SELECTED EXTRACT:
┄┄┄┄┄┄┄┄┄┄┄┄┄┄┄┄┄┄┄┄

Lieutenant Governor Timothy Murray announced today that he would resign next month. (Darren Durlach/Globe Staff)
Lieutenant Governor Timothy P. Murray will resign from the administration next month to run the Worcester Chamber of Commerce, positioning himself as a hometown cheerleader far from Beacon Hill where he saw his reputation tarnished the last few years.
In a dramatic exit from the State House, Murray, once widely considered a front-runner for the governorship next year, will serve as president and CEO of the Worcester Regional Chamber of Commerce. He becomes the first lieutenant governor to resign midterm since John F. Kerry joined the US Senate in 1985, leaving the state’s second-highest governmental position open until a new administration takes office in early 2015.
Murray has wielded a broader portfolio than many of his predecessors. But controversies over his ties to disgraced local official and an extraordinary early-morning car accident have hobbled him politically since late 2011.
“I have mixed feelings about it,” Murray said in an interview with the Globe Wednesday. “When I think about this job and its potential and the vision of where they want to take it, I get very excited.”
He dismissed the notion that his ties to former Chelsea Housing Authority chief Michael McLaughlin, who raised money for Murray’s campaign and earlier this year pleaded guilty to federal felony charges of concealing his salary, or his November 2011 car accident fueled his decision. As a longtime advocate for the homeless, Murray said, McLaughlin’s criminal behavior “pisses me off.”

┄┄┄┄┄┄┄┄┄┄┄┄┄┄┄┄┄┄┄┄

INFORMATION PROVIDED:
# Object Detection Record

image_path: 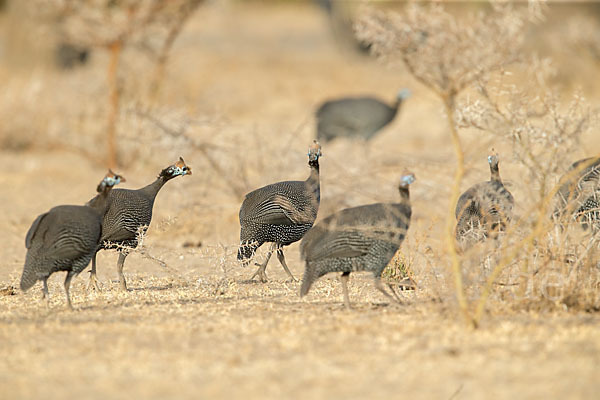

┄┄┄┄┄┄┄┄┄┄┄┄┄┄┄┄┄┄┄┄

Answer these questions about the article on Murray's resignation.
1. What position will Murray take after leaving the administration?
2. Who was the last lieutenant governor before Murray to resign midterm, and in what year?
3. To what charges did Michael McLaughlin plead guilty earlier this year?
Answer from the article on Murray's resignation alone, not from the material.

1. He will be president and CEO of the Worcester Regional Chamber of Commerce.
2. John F. Kerry, who left to join the US Senate in 1985.
3. Federal felony charges of concealing his salary.